— BEGIN —

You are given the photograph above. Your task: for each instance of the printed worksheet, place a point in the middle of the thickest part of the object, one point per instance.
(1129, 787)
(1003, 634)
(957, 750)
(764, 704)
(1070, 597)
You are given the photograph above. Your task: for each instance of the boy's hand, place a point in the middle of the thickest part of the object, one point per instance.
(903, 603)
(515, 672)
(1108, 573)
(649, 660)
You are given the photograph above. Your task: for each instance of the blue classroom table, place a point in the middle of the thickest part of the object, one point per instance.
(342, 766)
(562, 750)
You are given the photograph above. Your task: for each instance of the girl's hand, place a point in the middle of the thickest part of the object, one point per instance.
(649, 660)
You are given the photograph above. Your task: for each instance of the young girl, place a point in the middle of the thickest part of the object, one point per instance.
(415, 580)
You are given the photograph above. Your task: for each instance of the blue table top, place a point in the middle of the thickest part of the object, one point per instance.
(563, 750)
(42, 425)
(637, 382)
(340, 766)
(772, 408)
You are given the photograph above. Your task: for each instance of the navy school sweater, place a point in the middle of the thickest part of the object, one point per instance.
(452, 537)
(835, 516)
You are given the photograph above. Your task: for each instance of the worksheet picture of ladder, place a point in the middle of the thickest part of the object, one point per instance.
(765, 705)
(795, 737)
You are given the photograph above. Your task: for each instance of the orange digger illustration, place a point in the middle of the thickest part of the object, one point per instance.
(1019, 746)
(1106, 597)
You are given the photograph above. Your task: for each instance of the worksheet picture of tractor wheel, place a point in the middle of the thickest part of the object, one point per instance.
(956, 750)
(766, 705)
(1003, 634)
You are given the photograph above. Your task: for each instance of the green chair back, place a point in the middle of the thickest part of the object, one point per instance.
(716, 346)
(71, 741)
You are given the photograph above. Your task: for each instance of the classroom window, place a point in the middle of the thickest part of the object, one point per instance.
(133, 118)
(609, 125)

— END —

Given instruction ::
Reproduce every entry above word for word, with the point coordinates that go with each one.

Full answer ::
You are given the photograph above. Your task: for each instance of the printed worksheet, place a point in the middle of the thickest part of the object, one point per instance.
(1129, 787)
(1003, 634)
(957, 750)
(764, 704)
(1070, 597)
You are given the photograph above. Your task: for each instance of the boy's hand, place a point in the middle of the thickest part of the object, one point per instance.
(903, 603)
(515, 672)
(1108, 573)
(649, 660)
You are given the photograph above. Your task: for each instance of the blue classroom table, place a point in the middle of the thickest part of the object, one point per instance.
(342, 766)
(562, 750)
You are given the photograph above. Your task: for each instance of the girl's hand, place a point in the middle of the thickest part of the object, one point per instance.
(649, 660)
You are given the photograph above. Your task: for each instance of the young girl, place a point in the middle of the thickest part of the object, one point per instance.
(415, 580)
You are given the photograph above. Your task: for each instance of the blue table top, place a point in the middle of the thickest part of the object, one point per instance.
(563, 750)
(42, 425)
(637, 382)
(340, 766)
(772, 408)
You are given the photograph above. Your task: for each instance of the navy school sweater, place a point in the middle of the thickest part of the object, one point per instance.
(452, 537)
(835, 516)
You are given the photograph above. Your task: for each instance of the worksheet picture of ladder, place a point in the middle of the thickest part of the object, one point per instance.
(765, 705)
(795, 737)
You are given the photograph above. Your task: for each instance of the orange digger illustration, place a point in the middle of the thickest part of the object, one point per instance.
(1019, 746)
(1106, 597)
You are given the photograph above. Your task: for each instance of the worksheet picture of tractor wheel, place a point in the middle of the thickest part of the object, one point per instance.
(956, 750)
(766, 705)
(1003, 634)
You are given the photograph above. Your task: for each instance of the green chair back, place a point in the middle of the thickest part of the object, one point per instance.
(716, 346)
(71, 741)
You are given the photograph above. Your task: for each instance of the classroom window, place a point in the middle of the thickest part of the object, one point per instance.
(133, 118)
(609, 125)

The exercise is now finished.